(Stored records)
******************************

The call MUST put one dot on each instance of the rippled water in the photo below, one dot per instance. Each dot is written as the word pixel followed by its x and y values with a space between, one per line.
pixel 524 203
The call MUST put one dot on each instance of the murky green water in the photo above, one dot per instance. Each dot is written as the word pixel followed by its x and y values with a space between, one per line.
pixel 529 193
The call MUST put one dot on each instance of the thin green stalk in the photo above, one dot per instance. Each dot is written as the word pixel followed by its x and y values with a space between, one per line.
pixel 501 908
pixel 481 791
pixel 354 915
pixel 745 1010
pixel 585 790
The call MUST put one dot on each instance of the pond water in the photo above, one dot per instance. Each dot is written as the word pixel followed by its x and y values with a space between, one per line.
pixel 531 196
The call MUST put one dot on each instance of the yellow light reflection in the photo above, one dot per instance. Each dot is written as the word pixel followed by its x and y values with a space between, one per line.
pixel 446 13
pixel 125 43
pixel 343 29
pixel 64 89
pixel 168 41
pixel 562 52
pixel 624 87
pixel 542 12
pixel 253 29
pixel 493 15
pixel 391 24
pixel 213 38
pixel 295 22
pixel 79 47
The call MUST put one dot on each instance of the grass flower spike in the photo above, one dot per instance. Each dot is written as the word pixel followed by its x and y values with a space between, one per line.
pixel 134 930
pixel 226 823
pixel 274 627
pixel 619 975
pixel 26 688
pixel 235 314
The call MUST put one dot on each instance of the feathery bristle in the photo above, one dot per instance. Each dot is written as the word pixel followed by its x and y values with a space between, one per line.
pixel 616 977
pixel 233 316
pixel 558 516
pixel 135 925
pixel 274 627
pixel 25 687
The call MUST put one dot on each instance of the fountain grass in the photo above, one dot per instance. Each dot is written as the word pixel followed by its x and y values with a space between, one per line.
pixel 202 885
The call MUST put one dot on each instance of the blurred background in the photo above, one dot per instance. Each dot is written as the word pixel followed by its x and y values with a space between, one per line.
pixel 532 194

******************************

#### [Objective]
Please express every line of the data above as a JSON list of strings, with one string per line and no blank lines.

#### [Solution for this task]
[
  "The call MUST put one dot on each instance of the rippled water in the photo below, one dot per instance. Each dot is written as the word pixel followed by its x and y values with a space between, one per line.",
  "pixel 524 203",
  "The call MUST put one dot on each instance of the murky green water in the photo above, one dot per instance. Each dot is written as the word pixel followed by its x and y values with a space between, one per line.",
  "pixel 529 193",
  "The call MUST put one dot on each instance of the thin green stalk in the photo above, one dot per instance. Each dot is written as the word pixel followed by its x and y values with a space between, one per line.",
  "pixel 501 908",
  "pixel 481 791",
  "pixel 354 915",
  "pixel 745 1010",
  "pixel 585 790",
  "The call MUST put one dot on each instance of the pond water in the photo above, one dot per instance. Each dot is written as the word pixel followed by its x and y values with a space between, one per line.",
  "pixel 531 196",
  "The call MUST put one dot on each instance of the yellow light reflection in the photo above, one dot per instance. Each dot is written as the word pixel followed by its x and y values with a space between, one per line.",
  "pixel 446 13",
  "pixel 125 43",
  "pixel 343 29",
  "pixel 64 89",
  "pixel 168 41",
  "pixel 562 52",
  "pixel 624 87",
  "pixel 542 12",
  "pixel 253 29",
  "pixel 493 15",
  "pixel 391 24",
  "pixel 213 38",
  "pixel 295 22",
  "pixel 79 47",
  "The call MUST put one dot on each instance of the grass flower spike in the photo above, one dot per instance. Each dot is written as the word pixel followed by its x and y values with a space between, one per line.",
  "pixel 134 930",
  "pixel 226 823",
  "pixel 274 627",
  "pixel 619 975",
  "pixel 26 688",
  "pixel 235 314",
  "The call MUST put one dot on each instance of the feathery bristle in the photo above, one dot per instance. Each dot is written as the word pixel followed by its x and y values with a space between, one per line.",
  "pixel 616 977",
  "pixel 233 316",
  "pixel 558 516",
  "pixel 135 925",
  "pixel 274 627",
  "pixel 25 687",
  "The call MUST put one dot on each instance of the fountain grass in the photo above, one dot per instance. Each dot is written as the word pixel followed by its x and y values with a space between, one per line.",
  "pixel 202 885",
  "The call MUST put one dot on each instance of the blurred background in the photo above, one dot per instance. Each dot is written as the word pixel followed by its x and y values with a space between, one per line.",
  "pixel 532 194"
]